Using the entries below, transcribe exactly the line containing "In this exercise you will find the crowd" and each line that follows it to the end.

--*--

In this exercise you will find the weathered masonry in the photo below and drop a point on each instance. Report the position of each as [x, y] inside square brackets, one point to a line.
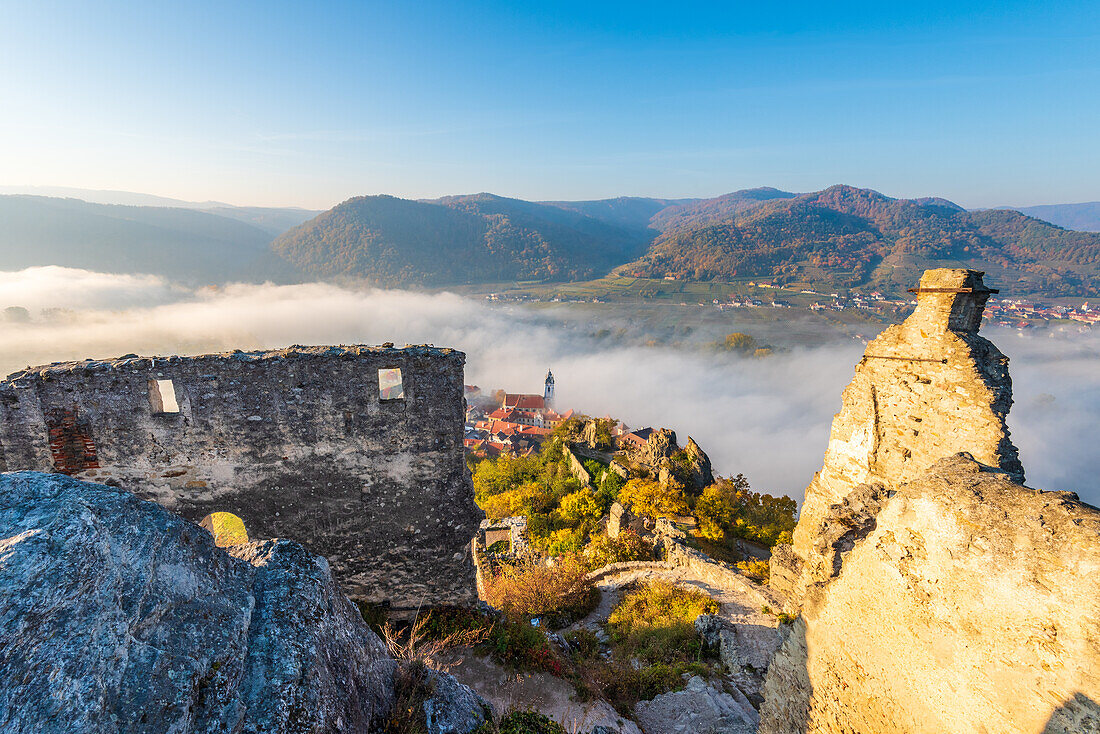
[355, 451]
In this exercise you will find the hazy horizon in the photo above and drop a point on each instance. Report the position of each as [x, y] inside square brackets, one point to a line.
[768, 418]
[146, 198]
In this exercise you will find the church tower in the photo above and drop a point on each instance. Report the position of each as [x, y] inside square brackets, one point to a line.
[548, 394]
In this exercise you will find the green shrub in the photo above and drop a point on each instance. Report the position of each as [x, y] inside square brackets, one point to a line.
[755, 569]
[627, 547]
[656, 622]
[585, 643]
[560, 593]
[529, 722]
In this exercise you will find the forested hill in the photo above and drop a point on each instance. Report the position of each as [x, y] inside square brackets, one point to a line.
[1084, 217]
[845, 237]
[455, 240]
[182, 244]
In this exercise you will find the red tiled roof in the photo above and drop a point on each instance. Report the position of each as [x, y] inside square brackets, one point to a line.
[524, 402]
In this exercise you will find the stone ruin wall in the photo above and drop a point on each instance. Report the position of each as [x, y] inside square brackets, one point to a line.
[960, 602]
[925, 389]
[297, 442]
[934, 591]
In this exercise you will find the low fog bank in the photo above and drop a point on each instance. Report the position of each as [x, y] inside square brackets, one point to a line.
[766, 418]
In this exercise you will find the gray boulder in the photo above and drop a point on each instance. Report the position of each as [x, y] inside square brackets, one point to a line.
[117, 615]
[700, 708]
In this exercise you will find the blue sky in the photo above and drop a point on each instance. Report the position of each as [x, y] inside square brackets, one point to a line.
[308, 103]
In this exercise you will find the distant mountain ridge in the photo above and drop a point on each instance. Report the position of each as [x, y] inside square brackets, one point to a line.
[838, 238]
[846, 237]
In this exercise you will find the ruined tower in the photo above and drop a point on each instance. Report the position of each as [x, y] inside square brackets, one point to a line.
[925, 389]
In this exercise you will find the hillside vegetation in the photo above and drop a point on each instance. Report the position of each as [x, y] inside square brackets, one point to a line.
[464, 239]
[183, 244]
[845, 237]
[837, 239]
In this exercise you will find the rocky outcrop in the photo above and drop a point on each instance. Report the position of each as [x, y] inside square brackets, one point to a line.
[745, 649]
[354, 451]
[700, 707]
[701, 473]
[959, 602]
[118, 616]
[925, 389]
[660, 451]
[935, 592]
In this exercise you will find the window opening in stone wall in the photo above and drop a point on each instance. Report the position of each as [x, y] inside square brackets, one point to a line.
[389, 384]
[162, 396]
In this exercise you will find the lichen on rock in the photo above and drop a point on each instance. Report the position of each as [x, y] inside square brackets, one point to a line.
[117, 615]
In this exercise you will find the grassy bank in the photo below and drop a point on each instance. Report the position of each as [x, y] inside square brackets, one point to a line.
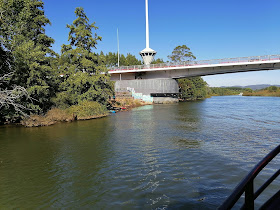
[272, 91]
[84, 111]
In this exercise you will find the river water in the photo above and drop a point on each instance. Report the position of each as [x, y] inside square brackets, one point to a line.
[182, 156]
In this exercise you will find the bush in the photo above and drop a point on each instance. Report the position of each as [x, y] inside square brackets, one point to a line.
[86, 109]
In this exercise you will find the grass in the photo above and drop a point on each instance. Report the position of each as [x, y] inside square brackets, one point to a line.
[83, 111]
[263, 93]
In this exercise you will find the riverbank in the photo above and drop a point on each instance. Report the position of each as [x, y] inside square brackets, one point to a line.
[263, 93]
[86, 111]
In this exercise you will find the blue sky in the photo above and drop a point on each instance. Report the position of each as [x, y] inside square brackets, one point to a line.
[211, 28]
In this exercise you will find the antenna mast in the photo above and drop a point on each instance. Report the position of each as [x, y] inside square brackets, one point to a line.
[118, 47]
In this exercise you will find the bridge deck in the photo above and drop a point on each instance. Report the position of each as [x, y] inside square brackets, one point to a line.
[197, 64]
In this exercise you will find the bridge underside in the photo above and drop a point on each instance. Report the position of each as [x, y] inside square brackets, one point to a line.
[185, 72]
[160, 90]
[161, 83]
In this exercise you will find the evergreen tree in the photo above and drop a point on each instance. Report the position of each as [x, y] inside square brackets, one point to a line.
[26, 48]
[191, 88]
[85, 76]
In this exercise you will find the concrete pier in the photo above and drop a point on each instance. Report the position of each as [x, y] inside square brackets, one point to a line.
[161, 90]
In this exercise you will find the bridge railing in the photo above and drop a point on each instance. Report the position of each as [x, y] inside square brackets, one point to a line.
[198, 62]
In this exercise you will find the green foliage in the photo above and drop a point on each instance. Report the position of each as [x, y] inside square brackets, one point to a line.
[87, 109]
[181, 53]
[190, 88]
[25, 51]
[85, 74]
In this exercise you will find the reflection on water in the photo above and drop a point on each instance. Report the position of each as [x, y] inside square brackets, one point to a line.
[187, 156]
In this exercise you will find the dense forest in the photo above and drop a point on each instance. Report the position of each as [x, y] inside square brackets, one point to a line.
[36, 81]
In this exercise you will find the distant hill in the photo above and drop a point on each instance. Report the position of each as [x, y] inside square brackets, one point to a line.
[253, 87]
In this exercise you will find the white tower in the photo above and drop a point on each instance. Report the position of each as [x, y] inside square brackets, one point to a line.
[147, 54]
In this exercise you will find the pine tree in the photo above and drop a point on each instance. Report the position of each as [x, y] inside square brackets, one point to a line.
[85, 77]
[24, 41]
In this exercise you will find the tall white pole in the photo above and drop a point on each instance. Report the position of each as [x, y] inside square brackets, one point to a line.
[118, 47]
[147, 27]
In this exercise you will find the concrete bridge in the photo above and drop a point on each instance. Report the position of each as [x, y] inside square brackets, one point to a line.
[159, 80]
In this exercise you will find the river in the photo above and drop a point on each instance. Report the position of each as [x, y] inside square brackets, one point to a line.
[189, 155]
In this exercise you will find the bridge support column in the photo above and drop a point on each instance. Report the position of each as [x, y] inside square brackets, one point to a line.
[161, 90]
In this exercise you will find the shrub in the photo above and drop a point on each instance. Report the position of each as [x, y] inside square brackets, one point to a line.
[87, 109]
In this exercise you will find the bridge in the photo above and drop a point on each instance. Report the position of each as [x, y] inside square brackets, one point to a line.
[196, 68]
[158, 82]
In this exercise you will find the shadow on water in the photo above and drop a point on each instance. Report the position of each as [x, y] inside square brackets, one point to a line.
[181, 156]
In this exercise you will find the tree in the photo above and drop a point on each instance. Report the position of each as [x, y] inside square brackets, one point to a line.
[11, 106]
[191, 88]
[85, 76]
[26, 48]
[181, 53]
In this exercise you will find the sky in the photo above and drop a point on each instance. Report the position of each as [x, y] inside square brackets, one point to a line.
[212, 29]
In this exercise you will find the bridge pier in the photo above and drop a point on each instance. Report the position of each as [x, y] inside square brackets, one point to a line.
[158, 91]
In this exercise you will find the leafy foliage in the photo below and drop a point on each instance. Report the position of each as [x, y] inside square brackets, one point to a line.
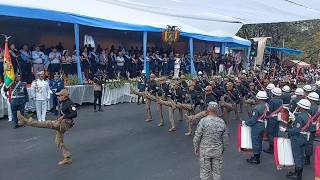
[303, 35]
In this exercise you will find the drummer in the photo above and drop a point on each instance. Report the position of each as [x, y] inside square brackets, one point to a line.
[257, 124]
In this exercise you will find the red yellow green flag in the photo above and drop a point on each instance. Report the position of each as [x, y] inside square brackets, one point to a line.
[8, 68]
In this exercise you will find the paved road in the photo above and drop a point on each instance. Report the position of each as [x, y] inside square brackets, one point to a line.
[118, 145]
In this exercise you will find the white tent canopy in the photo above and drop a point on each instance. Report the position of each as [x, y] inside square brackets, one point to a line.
[202, 17]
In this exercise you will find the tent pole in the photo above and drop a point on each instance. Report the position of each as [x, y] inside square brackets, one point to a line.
[192, 69]
[76, 40]
[145, 64]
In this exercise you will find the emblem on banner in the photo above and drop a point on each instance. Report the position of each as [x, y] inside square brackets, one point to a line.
[171, 34]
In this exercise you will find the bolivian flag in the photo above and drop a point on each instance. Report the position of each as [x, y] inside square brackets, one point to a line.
[8, 68]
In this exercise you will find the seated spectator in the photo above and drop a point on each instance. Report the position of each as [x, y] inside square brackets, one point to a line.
[66, 61]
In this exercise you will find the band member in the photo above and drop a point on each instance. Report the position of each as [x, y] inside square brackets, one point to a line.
[298, 138]
[257, 124]
[273, 124]
[61, 125]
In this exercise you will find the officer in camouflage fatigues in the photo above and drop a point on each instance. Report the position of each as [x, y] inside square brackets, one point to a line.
[210, 142]
[63, 124]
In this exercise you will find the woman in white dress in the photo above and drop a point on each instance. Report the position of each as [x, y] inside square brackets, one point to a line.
[177, 62]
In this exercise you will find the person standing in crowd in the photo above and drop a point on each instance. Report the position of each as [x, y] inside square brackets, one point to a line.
[56, 85]
[55, 60]
[94, 60]
[74, 63]
[40, 92]
[85, 65]
[286, 95]
[257, 124]
[14, 54]
[37, 60]
[19, 97]
[273, 124]
[97, 90]
[210, 142]
[313, 97]
[298, 138]
[120, 64]
[177, 62]
[66, 61]
[61, 125]
[25, 63]
[103, 60]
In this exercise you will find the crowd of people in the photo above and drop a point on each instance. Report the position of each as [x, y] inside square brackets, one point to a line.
[114, 62]
[213, 102]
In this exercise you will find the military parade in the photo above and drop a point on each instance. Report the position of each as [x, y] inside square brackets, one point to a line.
[264, 102]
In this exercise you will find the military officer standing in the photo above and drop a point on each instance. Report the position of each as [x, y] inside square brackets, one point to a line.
[19, 97]
[273, 124]
[61, 125]
[56, 85]
[210, 142]
[257, 124]
[298, 138]
[286, 95]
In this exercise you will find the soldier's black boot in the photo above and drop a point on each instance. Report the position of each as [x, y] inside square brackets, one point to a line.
[255, 159]
[307, 161]
[269, 150]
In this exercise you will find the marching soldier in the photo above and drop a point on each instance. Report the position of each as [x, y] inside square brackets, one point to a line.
[298, 138]
[229, 101]
[210, 142]
[56, 85]
[257, 124]
[208, 97]
[19, 97]
[162, 91]
[273, 124]
[250, 98]
[61, 125]
[313, 97]
[141, 87]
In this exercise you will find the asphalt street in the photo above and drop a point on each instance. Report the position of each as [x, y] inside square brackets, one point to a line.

--*--

Output for this task:
In this exercise you will find the crowd of people in the photo above and drop a point on each instance. Report the position of each as [x, y] inside square brackets, one point to a line.
[114, 62]
[213, 102]
In this exercise you will find the military parade in the photo above and drop a point on each instance. Report the position of each as [x, y] inside square brackets, one point to a line.
[264, 102]
In this exercise you will find the military officer standing in the photo above and drop a point on each instance. Report the position of each as [x, y] inside square brackets, one point to a line.
[19, 97]
[273, 124]
[61, 125]
[56, 85]
[210, 142]
[257, 124]
[298, 138]
[286, 95]
In this exercise you will find the soldier's black boot in the photo above and drop a point on each instance. Report the position of each as [x, y] inside square brackets, one point to a line.
[255, 159]
[307, 161]
[269, 150]
In this exercise you will find the marching soldier in the photo above and drop a point on each instance. Report the position of each as [x, y] inside square brackets, one point to a line.
[298, 138]
[229, 101]
[210, 142]
[56, 85]
[257, 124]
[208, 97]
[19, 97]
[162, 91]
[273, 124]
[250, 98]
[61, 125]
[313, 97]
[141, 87]
In this exercise you will find the asphalt street in the photo above and drop a point on each instance. Report the position of each as [x, y] inside square brackets, one point to a line.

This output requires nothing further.